- _指示_
以下の項目から、語「brown」を含む行をもれなく抜き出し、そのまま書き写すこと。

- _対象データ_
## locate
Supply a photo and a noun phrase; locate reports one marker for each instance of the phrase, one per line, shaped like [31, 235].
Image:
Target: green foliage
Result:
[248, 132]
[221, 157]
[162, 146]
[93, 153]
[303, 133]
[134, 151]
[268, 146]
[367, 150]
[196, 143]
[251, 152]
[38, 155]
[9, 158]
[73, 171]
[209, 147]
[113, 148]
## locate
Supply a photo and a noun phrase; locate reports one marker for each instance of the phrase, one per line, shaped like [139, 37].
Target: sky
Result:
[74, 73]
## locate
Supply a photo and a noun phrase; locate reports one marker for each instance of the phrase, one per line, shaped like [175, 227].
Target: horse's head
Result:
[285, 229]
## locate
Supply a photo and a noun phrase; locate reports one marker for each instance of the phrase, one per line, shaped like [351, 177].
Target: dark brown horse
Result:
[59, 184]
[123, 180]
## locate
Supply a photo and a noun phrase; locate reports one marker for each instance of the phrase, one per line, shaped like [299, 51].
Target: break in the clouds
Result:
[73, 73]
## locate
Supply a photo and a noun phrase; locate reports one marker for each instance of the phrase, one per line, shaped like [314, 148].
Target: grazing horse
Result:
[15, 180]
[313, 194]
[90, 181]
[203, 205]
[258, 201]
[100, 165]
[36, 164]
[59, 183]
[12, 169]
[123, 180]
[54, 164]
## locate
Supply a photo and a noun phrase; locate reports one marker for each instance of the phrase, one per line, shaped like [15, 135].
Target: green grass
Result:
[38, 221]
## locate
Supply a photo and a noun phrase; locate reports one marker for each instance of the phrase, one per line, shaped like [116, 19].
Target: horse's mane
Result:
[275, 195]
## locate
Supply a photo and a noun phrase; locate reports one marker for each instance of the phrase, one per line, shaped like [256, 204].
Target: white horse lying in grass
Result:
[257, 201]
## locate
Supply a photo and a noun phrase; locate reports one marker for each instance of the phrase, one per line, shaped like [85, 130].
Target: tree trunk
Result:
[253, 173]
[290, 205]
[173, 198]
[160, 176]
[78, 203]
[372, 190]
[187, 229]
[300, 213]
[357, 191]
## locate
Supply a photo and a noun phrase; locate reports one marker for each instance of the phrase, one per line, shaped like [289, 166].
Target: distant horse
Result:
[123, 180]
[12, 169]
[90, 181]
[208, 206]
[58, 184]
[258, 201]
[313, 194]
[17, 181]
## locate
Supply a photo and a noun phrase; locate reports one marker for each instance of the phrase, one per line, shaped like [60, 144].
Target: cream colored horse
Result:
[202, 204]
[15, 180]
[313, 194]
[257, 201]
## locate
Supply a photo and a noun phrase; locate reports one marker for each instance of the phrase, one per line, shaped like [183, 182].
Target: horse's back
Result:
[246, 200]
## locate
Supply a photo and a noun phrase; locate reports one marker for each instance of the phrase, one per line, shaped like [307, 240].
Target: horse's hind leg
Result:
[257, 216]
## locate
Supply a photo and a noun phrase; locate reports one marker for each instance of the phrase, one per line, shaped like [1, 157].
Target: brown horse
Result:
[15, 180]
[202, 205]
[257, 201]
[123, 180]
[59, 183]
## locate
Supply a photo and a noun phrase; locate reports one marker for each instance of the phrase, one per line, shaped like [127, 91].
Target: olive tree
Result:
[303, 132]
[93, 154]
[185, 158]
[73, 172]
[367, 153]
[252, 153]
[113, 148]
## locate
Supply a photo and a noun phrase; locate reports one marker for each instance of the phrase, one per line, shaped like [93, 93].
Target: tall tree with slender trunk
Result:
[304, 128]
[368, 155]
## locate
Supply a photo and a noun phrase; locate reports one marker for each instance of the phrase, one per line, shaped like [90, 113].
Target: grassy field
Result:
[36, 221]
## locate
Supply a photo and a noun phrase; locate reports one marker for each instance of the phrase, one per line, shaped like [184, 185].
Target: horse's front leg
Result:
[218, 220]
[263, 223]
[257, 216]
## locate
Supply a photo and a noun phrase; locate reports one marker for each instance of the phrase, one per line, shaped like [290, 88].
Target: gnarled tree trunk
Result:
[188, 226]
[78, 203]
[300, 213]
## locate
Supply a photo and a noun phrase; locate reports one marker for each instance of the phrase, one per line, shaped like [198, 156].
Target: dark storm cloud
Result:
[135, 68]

- _最終結果_
Target: dark brown horse
Target: brown horse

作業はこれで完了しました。